--- START ---
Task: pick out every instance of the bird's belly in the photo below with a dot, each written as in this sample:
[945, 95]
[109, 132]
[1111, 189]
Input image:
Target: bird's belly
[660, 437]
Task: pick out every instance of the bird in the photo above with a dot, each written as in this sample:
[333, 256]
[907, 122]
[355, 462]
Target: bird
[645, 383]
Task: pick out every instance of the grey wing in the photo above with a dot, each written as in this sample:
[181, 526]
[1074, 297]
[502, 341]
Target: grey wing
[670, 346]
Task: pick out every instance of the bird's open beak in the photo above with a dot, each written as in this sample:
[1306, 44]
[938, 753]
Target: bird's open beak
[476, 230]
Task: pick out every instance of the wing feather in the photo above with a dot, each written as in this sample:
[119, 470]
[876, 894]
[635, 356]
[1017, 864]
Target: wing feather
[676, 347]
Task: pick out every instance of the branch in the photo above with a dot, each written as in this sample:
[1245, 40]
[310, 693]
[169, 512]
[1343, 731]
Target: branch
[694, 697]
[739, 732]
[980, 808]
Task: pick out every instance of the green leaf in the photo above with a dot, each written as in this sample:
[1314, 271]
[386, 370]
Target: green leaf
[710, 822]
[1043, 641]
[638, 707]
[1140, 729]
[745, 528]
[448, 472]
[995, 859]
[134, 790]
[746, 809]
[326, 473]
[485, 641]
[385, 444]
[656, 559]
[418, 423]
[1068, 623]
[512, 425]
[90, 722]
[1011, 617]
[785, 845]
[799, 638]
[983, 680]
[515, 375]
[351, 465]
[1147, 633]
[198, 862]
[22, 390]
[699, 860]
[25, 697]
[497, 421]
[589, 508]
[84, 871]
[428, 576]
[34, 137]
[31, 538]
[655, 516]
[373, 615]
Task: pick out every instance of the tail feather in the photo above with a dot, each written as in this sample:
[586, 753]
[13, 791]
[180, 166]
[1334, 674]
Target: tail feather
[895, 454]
--- END ---
- [WHAT YOU NEED TO DO] Return the whole listing, keeping every line exactly as it is.

- [FINISHED TASK]
Task: pick out every instance of the bird's belly in the photo below with a dot, each written as in this sample:
[945, 95]
[109, 132]
[1111, 189]
Input image:
Target: bird's belly
[660, 437]
Task: pick out every instance of the bird in the photo above with a dot, each written as in this sample:
[333, 256]
[907, 122]
[355, 462]
Target: bird
[645, 383]
Task: pick out every instance of the grey wing in the photo above with a dot, each written as in this sample:
[181, 526]
[1074, 297]
[502, 341]
Target: grey wing
[670, 346]
Task: pick out every instance of the bird's open beak in the photo above with a dot, each written as in this sample:
[1306, 44]
[938, 753]
Target: bird's open beak
[476, 230]
Task: pick out every instance of the wing feather in the photo above with a dot, each written as in this sample:
[119, 470]
[876, 894]
[635, 356]
[1017, 864]
Target: wing feather
[676, 347]
Task: pick out every instance of the branch in the photo above with a dot, each written as in this sample:
[1245, 40]
[310, 693]
[169, 512]
[1343, 731]
Target: branch
[694, 697]
[739, 732]
[980, 808]
Task: pick out every instance of the green leaf in the photo above with a dot, each written as in this sample:
[1314, 271]
[386, 370]
Target: green leaf
[710, 822]
[1043, 641]
[638, 707]
[1140, 729]
[745, 528]
[448, 472]
[995, 859]
[134, 790]
[746, 809]
[326, 473]
[485, 641]
[385, 444]
[656, 559]
[418, 423]
[1068, 623]
[512, 425]
[90, 722]
[1011, 617]
[785, 845]
[799, 638]
[983, 680]
[515, 375]
[351, 465]
[1147, 633]
[198, 862]
[22, 390]
[699, 860]
[25, 697]
[497, 421]
[589, 508]
[84, 871]
[428, 576]
[34, 137]
[31, 538]
[655, 516]
[373, 615]
Task: pick out every instance of the tail feather in the photo above with a dot, each written as in this sample:
[586, 753]
[13, 791]
[180, 166]
[1334, 674]
Target: tail feather
[895, 454]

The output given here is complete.